Point-per-instance localization data:
┌──

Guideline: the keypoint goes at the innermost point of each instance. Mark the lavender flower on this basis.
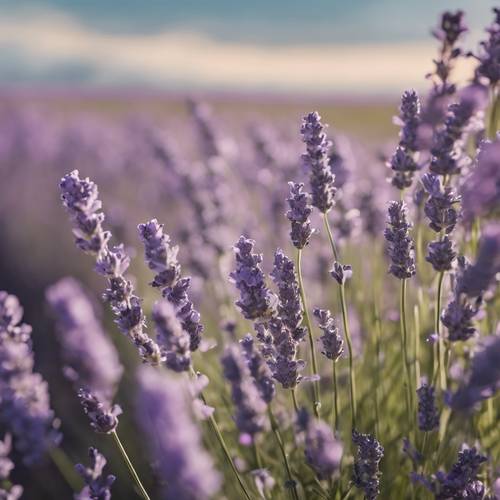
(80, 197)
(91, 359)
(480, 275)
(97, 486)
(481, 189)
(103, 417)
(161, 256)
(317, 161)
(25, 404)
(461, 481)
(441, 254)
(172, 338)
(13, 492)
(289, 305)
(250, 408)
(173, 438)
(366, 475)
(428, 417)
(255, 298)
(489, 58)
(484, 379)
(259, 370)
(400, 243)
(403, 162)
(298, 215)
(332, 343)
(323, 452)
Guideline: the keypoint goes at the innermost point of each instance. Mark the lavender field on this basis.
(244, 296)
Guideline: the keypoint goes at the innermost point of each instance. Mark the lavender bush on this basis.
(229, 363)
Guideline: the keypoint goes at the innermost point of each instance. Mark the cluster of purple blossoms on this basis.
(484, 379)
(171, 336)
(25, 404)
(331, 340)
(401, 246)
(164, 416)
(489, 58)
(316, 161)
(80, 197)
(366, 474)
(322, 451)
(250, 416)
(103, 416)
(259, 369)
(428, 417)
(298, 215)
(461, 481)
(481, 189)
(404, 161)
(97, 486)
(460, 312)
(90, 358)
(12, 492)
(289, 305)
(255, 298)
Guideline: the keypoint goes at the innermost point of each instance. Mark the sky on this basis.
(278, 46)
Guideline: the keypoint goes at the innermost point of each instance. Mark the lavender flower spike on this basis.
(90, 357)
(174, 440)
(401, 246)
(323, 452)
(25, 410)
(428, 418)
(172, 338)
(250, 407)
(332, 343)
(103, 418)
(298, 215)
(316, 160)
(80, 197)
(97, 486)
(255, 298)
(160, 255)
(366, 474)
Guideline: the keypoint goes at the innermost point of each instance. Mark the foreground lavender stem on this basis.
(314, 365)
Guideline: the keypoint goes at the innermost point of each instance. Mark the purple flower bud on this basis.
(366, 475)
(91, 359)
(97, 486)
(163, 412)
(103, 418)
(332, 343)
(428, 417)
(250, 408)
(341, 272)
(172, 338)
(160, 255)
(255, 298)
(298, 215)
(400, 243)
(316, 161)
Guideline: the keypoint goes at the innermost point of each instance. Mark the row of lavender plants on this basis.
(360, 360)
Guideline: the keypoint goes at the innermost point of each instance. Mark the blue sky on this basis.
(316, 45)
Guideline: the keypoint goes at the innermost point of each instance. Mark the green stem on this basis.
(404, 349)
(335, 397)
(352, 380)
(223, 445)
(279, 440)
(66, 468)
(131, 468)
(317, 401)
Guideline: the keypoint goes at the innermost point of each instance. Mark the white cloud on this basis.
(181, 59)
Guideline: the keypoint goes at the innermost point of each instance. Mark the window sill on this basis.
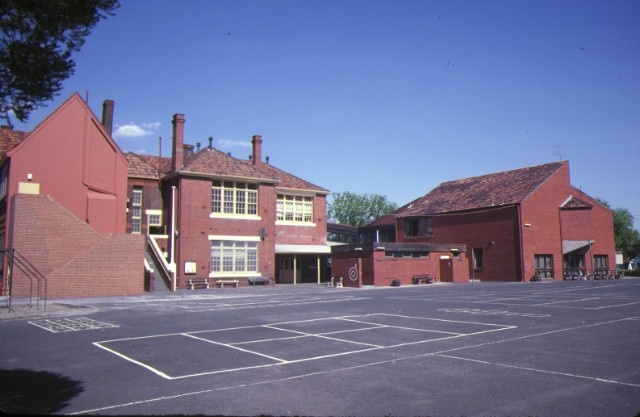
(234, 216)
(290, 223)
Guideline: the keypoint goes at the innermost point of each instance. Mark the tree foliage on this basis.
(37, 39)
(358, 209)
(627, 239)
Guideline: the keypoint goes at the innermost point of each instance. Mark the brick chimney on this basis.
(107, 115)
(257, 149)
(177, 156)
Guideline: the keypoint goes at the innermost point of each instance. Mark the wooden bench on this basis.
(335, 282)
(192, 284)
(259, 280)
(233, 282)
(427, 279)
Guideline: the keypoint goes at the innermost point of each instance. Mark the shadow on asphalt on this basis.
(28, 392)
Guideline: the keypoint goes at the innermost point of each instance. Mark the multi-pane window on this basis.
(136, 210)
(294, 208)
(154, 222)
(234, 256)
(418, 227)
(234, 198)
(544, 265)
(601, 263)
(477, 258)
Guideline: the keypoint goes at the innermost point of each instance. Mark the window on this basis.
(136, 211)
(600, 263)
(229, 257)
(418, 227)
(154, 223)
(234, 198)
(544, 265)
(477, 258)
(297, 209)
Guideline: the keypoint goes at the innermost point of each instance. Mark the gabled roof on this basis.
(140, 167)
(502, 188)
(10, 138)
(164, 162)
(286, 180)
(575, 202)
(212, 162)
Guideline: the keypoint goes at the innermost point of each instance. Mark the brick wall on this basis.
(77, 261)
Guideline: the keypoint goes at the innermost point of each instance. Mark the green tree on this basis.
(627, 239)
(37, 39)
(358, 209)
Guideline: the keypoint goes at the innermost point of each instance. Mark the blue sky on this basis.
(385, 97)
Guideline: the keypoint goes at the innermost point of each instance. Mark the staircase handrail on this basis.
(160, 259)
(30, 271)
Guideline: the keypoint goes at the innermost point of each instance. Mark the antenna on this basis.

└──
┌──

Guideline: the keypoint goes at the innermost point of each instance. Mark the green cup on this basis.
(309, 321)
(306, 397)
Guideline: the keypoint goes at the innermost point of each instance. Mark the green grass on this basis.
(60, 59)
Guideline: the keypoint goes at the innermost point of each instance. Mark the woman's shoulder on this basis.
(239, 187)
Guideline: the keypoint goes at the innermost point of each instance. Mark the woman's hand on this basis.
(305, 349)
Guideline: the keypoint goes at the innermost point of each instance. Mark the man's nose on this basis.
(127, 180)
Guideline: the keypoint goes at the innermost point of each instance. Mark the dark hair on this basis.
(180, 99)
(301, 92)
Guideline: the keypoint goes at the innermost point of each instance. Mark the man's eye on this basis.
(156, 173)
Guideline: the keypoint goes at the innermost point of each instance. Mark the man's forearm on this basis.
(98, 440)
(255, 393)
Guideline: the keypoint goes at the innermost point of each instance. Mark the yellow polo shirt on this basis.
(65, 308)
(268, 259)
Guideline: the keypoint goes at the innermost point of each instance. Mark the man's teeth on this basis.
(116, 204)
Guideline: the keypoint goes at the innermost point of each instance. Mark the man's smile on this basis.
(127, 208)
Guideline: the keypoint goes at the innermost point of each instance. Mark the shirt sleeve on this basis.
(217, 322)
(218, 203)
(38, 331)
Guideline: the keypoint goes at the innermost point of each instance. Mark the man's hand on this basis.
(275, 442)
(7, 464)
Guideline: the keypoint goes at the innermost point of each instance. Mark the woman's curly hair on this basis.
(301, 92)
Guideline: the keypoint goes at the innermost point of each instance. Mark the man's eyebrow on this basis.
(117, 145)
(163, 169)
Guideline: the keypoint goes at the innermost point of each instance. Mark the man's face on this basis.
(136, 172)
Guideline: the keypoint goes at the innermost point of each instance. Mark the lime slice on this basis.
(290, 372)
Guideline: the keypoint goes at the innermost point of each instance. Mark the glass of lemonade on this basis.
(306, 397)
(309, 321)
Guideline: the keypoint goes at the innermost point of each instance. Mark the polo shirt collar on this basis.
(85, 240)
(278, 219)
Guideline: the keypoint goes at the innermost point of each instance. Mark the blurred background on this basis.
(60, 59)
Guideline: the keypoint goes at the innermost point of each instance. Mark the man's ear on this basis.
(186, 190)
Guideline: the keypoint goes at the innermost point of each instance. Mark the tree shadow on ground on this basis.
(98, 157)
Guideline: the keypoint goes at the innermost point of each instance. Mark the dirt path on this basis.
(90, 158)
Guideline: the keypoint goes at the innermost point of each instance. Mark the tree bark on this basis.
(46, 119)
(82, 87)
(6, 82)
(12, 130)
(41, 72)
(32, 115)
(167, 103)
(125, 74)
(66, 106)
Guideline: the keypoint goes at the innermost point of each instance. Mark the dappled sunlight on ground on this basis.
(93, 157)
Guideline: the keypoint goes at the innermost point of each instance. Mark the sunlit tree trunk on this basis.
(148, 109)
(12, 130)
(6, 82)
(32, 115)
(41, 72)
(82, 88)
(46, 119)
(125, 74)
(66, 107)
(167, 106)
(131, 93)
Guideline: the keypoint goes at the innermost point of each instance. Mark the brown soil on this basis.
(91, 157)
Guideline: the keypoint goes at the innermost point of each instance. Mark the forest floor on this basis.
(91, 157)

└──
┌──

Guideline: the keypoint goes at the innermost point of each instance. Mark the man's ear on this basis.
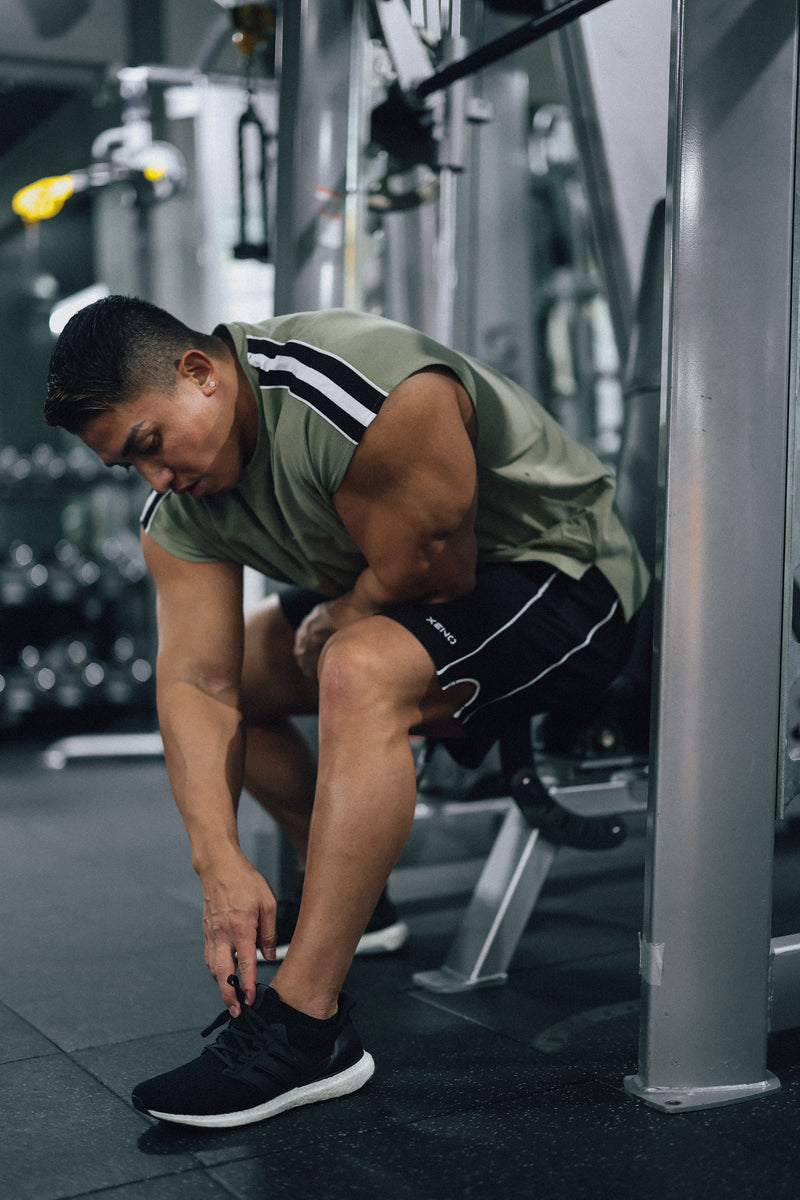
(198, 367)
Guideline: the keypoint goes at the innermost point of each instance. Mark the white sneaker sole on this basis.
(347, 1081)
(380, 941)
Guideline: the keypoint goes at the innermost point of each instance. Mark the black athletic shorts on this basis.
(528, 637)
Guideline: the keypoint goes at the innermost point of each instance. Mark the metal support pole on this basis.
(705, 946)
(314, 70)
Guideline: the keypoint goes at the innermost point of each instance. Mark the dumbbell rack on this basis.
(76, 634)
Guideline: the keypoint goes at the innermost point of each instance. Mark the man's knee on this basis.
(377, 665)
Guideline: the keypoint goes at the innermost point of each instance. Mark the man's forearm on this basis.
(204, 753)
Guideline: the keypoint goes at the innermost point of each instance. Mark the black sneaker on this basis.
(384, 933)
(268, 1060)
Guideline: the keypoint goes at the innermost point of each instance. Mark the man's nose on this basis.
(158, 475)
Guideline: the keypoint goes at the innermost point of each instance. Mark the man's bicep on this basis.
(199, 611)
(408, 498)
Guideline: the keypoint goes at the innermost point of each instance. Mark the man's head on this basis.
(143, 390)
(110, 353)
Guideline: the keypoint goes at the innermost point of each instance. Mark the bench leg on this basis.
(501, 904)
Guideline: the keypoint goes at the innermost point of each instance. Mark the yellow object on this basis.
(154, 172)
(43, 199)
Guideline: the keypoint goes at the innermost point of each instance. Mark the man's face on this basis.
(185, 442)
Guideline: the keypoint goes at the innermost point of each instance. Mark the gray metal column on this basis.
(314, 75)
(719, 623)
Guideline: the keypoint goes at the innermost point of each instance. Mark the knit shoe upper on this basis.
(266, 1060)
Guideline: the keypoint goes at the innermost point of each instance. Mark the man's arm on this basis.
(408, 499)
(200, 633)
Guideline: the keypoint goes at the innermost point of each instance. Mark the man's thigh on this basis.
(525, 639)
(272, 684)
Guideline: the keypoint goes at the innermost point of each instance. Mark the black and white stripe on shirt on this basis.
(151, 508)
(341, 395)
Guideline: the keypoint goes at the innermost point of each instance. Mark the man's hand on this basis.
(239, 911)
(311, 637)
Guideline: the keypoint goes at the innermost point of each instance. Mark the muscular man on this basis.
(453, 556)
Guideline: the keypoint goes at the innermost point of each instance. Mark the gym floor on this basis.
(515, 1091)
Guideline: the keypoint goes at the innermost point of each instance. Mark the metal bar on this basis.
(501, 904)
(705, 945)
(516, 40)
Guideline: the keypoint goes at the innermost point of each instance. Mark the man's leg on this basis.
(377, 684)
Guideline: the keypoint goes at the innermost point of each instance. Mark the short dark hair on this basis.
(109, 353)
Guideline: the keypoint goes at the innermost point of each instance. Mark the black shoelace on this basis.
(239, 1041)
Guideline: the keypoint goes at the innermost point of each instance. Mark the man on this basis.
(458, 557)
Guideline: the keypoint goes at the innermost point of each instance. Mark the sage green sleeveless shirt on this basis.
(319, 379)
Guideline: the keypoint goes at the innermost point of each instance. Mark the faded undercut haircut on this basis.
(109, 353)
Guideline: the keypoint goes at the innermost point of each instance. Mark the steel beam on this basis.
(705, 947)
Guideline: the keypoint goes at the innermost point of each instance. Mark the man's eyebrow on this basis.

└──

▸ WHAT YOU HAVE TO DO: Going back over the entries above, copy word for word every line from the one that has "handrail on this basis." on through the one that has "antenna on this basis.".

▸ FINISHED TASK:
Guideline: the keypoint goes at the innermost point of each instance. Mark the staircase handrail on this basis.
(160, 259)
(30, 271)
Guideline: the keypoint goes at the innermost point of each instance. Mark the antenna on this basis.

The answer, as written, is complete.